TESTO PROPOSTO
<<<<

Su questo tema, complesso ma anche estremamente affascinante, si è concentrato uno studio targato università di Verona guidata dal rettore Pier Francesco Nocini e condotto da un team di ricerca coordinato dai professori Luca Dalle Carbonare, docente di Medicina interna, e Donato Zipeto, docente di Biologia molecolare. Gli scienziati hanno confrontato persone che avevano contratto il virus con altre che, invece, non si erano ammalate, per capire come il sistema immunitario risponda alla vaccinazione anti Covid e quali anticorpi vengano stimolati. Due gli aspetti venuti alla luce.

La storia Il primo: la nostra storia immunitaria predice la risposta al vaccino. In altre parole, come spiega Dalle Carbonare, «nei soggetti già venuti a contatto con altri tipi di coronavirus, per esempio quelli che provocano il raffreddore, si attiva una immunità già esistente. Da un lato, questo suggerisce che siamo tutti un po’ protetti, spiegando come mai il Sars-Cov-2 è meno letale di altri coronavirus incontrati in precedenza. Dall’altro, potrebbe essere uno dei motivi alla base dell’efficacia degli attuali vaccini, che sollecitano proprio questa memoria pregressa (la memoria immunologica) in grado di far fronte a successive infezioni». Il secondo aspetto riguarda le strategie di lotta al Sars Cov 2 ed emerge dall’analisi dei diversi tipi di anticorpi che si liberano a contatto con il coronavirus.

>>>>

DATI MOSTRATI
<<<<

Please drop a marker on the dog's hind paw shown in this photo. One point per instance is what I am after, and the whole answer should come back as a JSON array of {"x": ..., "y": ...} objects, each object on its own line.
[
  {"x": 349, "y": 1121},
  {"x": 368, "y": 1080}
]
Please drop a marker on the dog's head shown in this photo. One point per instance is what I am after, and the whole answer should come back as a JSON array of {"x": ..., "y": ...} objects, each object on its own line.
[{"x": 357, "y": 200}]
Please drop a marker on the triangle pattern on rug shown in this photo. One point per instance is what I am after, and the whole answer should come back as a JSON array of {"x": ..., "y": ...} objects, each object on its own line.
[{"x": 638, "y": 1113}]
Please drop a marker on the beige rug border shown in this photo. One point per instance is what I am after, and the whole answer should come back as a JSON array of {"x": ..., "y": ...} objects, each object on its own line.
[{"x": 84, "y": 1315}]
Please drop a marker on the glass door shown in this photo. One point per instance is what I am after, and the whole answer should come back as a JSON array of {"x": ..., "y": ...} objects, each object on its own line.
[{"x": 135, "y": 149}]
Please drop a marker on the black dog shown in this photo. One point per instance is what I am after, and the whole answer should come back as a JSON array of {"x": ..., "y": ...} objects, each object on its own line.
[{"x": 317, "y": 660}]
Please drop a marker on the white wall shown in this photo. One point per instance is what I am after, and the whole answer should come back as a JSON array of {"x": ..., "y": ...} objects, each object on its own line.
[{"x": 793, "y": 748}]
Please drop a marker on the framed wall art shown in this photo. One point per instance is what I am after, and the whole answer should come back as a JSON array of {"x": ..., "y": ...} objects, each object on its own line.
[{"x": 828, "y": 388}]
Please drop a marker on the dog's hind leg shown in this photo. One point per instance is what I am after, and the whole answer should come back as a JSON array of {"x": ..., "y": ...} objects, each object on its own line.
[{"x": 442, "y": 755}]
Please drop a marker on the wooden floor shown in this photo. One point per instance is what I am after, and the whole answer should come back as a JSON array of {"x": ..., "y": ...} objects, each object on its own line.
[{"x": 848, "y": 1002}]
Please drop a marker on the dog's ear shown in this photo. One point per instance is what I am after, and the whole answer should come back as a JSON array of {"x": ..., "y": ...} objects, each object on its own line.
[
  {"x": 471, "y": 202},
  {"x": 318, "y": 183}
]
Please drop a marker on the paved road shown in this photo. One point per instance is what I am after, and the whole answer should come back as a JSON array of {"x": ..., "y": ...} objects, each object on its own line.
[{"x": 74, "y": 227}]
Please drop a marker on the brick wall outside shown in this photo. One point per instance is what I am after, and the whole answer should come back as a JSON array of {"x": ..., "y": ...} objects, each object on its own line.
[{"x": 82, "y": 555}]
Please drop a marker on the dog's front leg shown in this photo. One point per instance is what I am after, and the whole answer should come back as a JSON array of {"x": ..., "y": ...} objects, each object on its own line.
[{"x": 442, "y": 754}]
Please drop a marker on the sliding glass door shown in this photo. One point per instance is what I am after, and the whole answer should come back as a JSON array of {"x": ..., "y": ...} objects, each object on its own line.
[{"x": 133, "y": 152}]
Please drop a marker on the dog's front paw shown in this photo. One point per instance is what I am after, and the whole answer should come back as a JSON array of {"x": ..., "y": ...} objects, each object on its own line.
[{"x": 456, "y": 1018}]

>>>>
<<<<

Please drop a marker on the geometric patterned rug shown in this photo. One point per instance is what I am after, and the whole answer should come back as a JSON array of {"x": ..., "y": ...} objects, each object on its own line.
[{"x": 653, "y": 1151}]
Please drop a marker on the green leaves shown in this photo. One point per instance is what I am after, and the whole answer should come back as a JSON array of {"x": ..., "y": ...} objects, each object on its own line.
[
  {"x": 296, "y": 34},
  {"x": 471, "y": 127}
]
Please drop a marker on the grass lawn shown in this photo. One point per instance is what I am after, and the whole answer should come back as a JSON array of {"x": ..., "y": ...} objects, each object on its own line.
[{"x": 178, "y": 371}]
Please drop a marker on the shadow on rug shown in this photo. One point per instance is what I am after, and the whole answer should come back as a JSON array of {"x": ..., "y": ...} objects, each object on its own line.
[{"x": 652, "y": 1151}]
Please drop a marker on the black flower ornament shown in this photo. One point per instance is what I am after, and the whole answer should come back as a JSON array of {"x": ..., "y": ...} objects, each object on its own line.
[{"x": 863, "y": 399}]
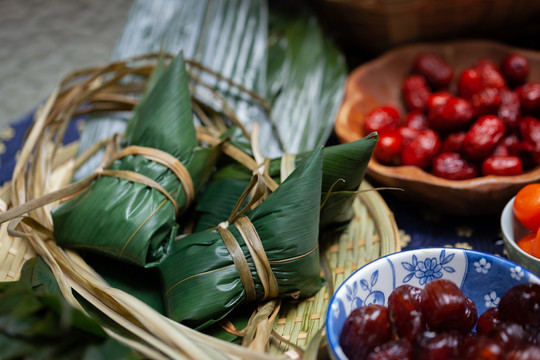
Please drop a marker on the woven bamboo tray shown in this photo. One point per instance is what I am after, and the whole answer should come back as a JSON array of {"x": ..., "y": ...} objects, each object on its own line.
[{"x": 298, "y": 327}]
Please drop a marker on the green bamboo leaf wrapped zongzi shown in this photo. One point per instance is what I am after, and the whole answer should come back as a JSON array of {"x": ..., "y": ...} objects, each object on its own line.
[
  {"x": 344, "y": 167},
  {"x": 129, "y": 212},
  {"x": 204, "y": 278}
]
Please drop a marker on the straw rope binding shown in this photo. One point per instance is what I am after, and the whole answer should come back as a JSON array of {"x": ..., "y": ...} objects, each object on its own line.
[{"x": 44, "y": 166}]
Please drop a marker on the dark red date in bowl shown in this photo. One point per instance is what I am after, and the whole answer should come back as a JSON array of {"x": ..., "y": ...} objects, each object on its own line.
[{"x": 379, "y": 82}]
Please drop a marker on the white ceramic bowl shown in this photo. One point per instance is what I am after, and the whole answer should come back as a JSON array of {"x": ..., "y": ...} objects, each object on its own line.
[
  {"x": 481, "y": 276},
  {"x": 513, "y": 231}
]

>>>>

DA FARE
• A. Nel testo sullo studio dell'università di Verona, quale professore è docente di Biologia molecolare?
• B. Per favore, riprendi il testo sullo studio dell'università di Verona sulla risposta al vaccino anti Covid dal punto in cui si interrompe.

RISPOSTE PER COMPITO
• A. Donato Zipeto.

• B.
L’ipotesi «Ci siamo concentrati sugli IgA prodotti nelle mucose nasali, che agiscono in coppia e dunque si rivelano particolarmene efficaci nel bloccare il virus. Difficilmente, però, un vaccino inoculato per via intramuscolare è in grado di stimolarli», sottolinea Zipeto. «Ecco dunque l’ipotesi: un siero somministrabile come uno spray nasale, che ci protegge non solo dalla malattia, ma dall’infezione, poiché sarebbe capace di sbattere la porta in faccia al virus, bloccando la principale via d’ingresso nell’organismo, e di stopparne la replicazione», spiega Zipeto.

Lo studio Allo studio, pubblicato sulla rivista scientifica «Communications Medicine» del gruppo «Nature», hanno partecipato ricercatori di tre dipartimenti dell’università di Verona (Neuroscienze biomedicina e movimento, Medicina, Diagnostica e sanità pubblica) in collaborazione con ricercatori dell’Ircss Sacro Cuore di Negrar, del San Raffaele di Milano, dell’ateneo di Trento e della startup Covi2 Technologies. In prima battuta la ricerca è stata condotta su campioni di sangue prelevati da un centinaio di persone, in massima parte sanitari, e un secondo studio in pre-print, esteso a un campione di 1.500 soggetti, è già stato sottoposto al vaglio di un board scientifico in vista della pubblicazione. Il prossimo passo è valutare la risposta immunitaria a seguito della terza dose di vaccino. .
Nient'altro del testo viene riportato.